Direction: Restate the records below word for word.

[BEGIN Excerpted records]

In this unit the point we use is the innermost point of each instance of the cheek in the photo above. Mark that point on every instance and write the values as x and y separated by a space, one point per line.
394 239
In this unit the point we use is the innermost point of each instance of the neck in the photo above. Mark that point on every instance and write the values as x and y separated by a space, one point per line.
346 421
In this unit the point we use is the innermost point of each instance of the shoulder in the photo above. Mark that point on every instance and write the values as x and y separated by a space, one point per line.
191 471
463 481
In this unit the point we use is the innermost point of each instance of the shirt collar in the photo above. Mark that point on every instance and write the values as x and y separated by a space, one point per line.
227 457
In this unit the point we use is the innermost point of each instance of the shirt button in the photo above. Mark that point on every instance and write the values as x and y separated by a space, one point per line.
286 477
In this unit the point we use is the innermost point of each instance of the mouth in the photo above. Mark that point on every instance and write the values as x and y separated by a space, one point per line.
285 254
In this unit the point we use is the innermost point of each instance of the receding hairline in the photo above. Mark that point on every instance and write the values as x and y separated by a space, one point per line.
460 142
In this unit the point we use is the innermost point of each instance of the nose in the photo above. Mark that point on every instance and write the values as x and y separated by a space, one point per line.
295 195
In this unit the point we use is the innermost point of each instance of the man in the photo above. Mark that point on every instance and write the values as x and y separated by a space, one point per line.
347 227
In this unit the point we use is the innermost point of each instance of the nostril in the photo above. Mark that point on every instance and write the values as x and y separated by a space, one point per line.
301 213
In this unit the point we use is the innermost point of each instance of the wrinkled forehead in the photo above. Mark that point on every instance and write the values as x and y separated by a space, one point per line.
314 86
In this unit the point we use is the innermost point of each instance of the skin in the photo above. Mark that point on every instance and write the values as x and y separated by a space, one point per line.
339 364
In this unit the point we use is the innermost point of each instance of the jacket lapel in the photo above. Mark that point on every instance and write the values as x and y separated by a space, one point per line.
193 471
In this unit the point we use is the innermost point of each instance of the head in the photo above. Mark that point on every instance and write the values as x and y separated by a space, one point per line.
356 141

[END Excerpted records]

Answer for this exercise:
In this unit the point we use is the innermost point of each instance of the cheek in the photo above. Mark that point on every instance and write the values as x and y separated by a space, one point per line.
394 239
In this unit the point we use is the innermost point of each instance of the neck in the photo above. Mark that point on every instance and write the values as x and y separated by a space, one point per line.
346 421
In this unit the point we use is the innermost point of each instance of the shoulder in the photo above. Mark that point on every instance and write the values as x and y separated by a space, one point per line.
191 471
463 481
In this unit the point we use is the innermost point of each instance of the shirt collar in the photo above. Mark that point on every instance and write the values as x and y separated by a space, one point per line.
227 457
In this unit the point we use is the innermost point of each instance of the shirt button in the photo above. Mark that point on every instance and write the values as x and y separated by a space, one point per line.
286 477
In this unit the point we use is the innermost point of each instance of the mouth in the photo above. Mark that point on every instance and write the values as x and y separated by a space, one point per line.
285 254
In this unit the point we use is the innermost point of each instance of the receding hairline in the photo above. Mark that point on every instance and write the values as x and y separated by a space, one point per line.
460 142
In this unit the point we use is the innermost point of each instance of the nose in the photo above. Mark that point on every instance and write the values as x and y separated by a space, one point per line.
295 195
In this unit the point we use is the innermost point of each instance of the man in the photo above. Mark that point on every instance and write the values as x and y separated by a space, one point per line.
347 227
In this unit the point we use is the innermost point of each instance of the nostril in the photo above. Mark that point on every instance and write the values as x and y separated by a space, one point per line.
301 213
In this unit the point we use is the innermost point of each instance of the wrinkled forehead in the photo above. Mark that point on every instance and write the values as x and y separated by a space, one point per line.
314 86
In this unit the point we use is the innermost point of each instance of the skin in the photo above. Mark that point on every instance and write the values as x and y separated by a space, one point per line.
339 364
In this unit the point we use is the innermost point of each instance of the jacket lapel in the photo above. Mark that point on every instance and write the values as x and y separated by a space, one point per line.
193 471
In this unit the point we use is the innermost point of each instance of the head in the photo above. Mark that point on every instance and write the values as x and y separated by a space, one point per line.
356 141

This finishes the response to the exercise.